▶ _Entries_

○ ○ ○ ○ ○ ○ ○

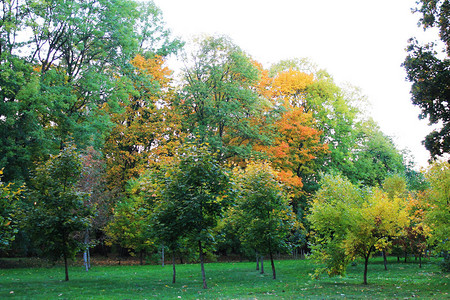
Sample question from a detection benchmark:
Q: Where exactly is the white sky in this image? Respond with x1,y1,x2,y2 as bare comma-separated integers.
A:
154,0,438,166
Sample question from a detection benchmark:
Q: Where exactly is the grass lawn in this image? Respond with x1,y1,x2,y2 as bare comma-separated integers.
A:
0,258,450,299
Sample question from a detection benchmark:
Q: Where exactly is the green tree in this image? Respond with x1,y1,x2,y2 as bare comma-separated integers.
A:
403,0,450,158
425,161,450,271
105,176,156,264
231,162,296,279
25,145,93,281
307,175,408,284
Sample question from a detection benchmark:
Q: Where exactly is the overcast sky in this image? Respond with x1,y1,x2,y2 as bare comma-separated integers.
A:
154,0,437,166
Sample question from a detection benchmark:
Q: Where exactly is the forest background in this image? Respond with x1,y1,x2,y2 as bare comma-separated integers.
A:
0,0,450,287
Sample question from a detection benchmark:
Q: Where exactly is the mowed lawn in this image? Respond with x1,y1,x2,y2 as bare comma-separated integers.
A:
0,258,450,299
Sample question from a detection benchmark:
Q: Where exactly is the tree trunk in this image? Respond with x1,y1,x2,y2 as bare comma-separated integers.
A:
83,230,91,272
256,252,259,271
198,241,208,289
259,256,264,274
363,253,370,284
172,250,176,283
269,251,277,279
62,233,69,281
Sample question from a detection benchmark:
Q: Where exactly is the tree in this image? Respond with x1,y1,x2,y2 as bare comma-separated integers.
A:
256,69,328,208
403,0,450,159
351,121,405,186
231,162,296,279
0,170,24,251
151,142,230,289
179,37,265,159
0,0,180,182
307,175,408,284
104,55,180,193
425,161,450,271
25,145,93,281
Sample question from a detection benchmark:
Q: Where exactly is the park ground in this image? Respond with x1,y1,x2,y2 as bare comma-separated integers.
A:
0,257,450,299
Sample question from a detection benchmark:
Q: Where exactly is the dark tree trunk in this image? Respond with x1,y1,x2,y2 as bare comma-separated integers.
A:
62,233,69,281
172,251,177,283
259,256,264,274
63,251,69,281
198,241,208,289
269,251,277,279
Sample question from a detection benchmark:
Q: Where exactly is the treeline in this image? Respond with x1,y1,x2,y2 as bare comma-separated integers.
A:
0,0,450,287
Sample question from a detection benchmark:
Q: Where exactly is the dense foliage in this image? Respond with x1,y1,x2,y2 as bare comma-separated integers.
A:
0,0,450,288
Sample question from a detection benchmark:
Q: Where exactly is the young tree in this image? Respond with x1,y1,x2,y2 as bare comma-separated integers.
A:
151,142,229,289
403,0,450,158
25,145,92,281
0,170,24,251
232,162,296,279
308,175,409,284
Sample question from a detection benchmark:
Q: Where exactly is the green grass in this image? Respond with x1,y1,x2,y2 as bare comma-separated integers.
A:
0,258,450,299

○ ○ ○ ○ ○ ○ ○

▶ _Task statement_
Identify every line of the records above that contains the word "lawn", and copy each such line in full.

▶ _Written response_
Q: Where exactly is the grass lawn in this image? Respond with x1,y1,x2,y2 as bare comma-separated integers.
Q: Where exactly is the mowed lawn in this image? Respond with x1,y1,x2,y2 as bare comma-separated integers.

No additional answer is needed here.